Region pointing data

--------------------

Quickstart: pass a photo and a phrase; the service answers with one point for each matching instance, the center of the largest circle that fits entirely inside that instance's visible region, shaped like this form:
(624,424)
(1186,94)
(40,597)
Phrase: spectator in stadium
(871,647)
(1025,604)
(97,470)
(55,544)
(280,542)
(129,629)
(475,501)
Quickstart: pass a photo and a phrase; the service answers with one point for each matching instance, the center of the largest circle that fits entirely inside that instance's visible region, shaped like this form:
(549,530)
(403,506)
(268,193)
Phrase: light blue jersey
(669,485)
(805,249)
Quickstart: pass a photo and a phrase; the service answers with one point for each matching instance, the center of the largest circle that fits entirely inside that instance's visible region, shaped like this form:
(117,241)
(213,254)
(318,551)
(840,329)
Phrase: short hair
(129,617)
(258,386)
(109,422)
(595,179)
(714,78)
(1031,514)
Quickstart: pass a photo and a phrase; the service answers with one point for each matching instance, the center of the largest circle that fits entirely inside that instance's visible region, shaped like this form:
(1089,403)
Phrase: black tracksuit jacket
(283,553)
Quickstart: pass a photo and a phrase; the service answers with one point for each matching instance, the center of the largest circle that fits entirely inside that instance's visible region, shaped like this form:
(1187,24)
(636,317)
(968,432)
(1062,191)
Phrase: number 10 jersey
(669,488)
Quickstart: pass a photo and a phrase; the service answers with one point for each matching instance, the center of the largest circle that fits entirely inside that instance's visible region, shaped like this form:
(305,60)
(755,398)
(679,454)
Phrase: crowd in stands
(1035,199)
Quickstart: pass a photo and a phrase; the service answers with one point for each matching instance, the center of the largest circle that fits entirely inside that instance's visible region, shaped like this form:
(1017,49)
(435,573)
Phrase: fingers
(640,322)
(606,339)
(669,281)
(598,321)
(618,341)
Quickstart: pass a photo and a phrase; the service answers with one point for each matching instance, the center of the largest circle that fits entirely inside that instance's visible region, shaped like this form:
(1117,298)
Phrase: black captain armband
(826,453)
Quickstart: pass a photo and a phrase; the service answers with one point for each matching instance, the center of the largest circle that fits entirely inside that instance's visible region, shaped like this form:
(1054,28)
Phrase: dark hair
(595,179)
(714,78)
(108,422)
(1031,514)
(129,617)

--------------------

What you will do:
Copy out the data shown above in full. Match it exactly.

Answer to the problem:
Quickstart: pass a photo and a phrase; the service answers with one point for each matching instance, the center of the largest circle that fits entirely inside that instance's visible region, shaped like this form:
(624,424)
(1186,94)
(40,597)
Phrase: spectator in stadium
(871,647)
(1025,604)
(97,470)
(55,544)
(280,542)
(129,629)
(475,501)
Quickstart: pass a photo and a phrase; the service answers with one point for each matching instance, the center of the largest circle that fits entirely inside that instance's visible region, shaped like this form:
(549,530)
(403,506)
(268,193)
Phrase: light blue jersey
(669,485)
(805,249)
Quickstart: pass a photo and a phrase; the service answers with one point for each matching instance, the center of the largest circle that fits entirely inside that instance's visible region, shaped like this form:
(117,241)
(213,254)
(318,551)
(840,329)
Phrase: short hair
(129,617)
(258,386)
(109,422)
(595,179)
(714,78)
(1031,514)
Quickstart: pass a photo and a phrase; the service answers with one point for each matching instance, the center of the largest circle that fits entirely inside that instance's visible region, shaped like this form:
(1089,403)
Phrase: black tracksuit jacket
(283,553)
Quickstart: pass a photo and a phrase; the service answers with one point for each matching instance, the center of the largest circle that fits entirely inside that instance's visible region, shaped like this form:
(1187,24)
(636,317)
(968,432)
(1062,191)
Phrase: number 10 jersey
(669,488)
Quickstart: pass a photo and a phrase; the service answers with one point for each matching instance, the center of the largest circle that fits entirely inside that instance's visible region, shaped like this form:
(305,60)
(755,398)
(679,454)
Phrase: crowd in stands
(1035,199)
Quickstart: pass a photo and a phrase; the service answers with one point for each matching instance, the center of the largest circle that fits entirely inside that instance's visible region, shaped like this form:
(1017,49)
(435,573)
Phrase: fingers
(640,322)
(606,339)
(669,281)
(598,321)
(618,341)
Quickstart: pass a photo and a phrase; the service answers with one point for each matching instance, the center of the largest circle that fits entirely inside that instance's visible region, shaped like this form:
(1117,298)
Phrase: black captain armband
(826,453)
Quickstart: pass a photo and a phrase; the service answers with one point for each matching instance, the center of the largest circle that fits entirely inside that instance's visible region, shaped like this form:
(1054,28)
Phrase: dark hair
(595,179)
(714,78)
(108,422)
(1031,514)
(129,617)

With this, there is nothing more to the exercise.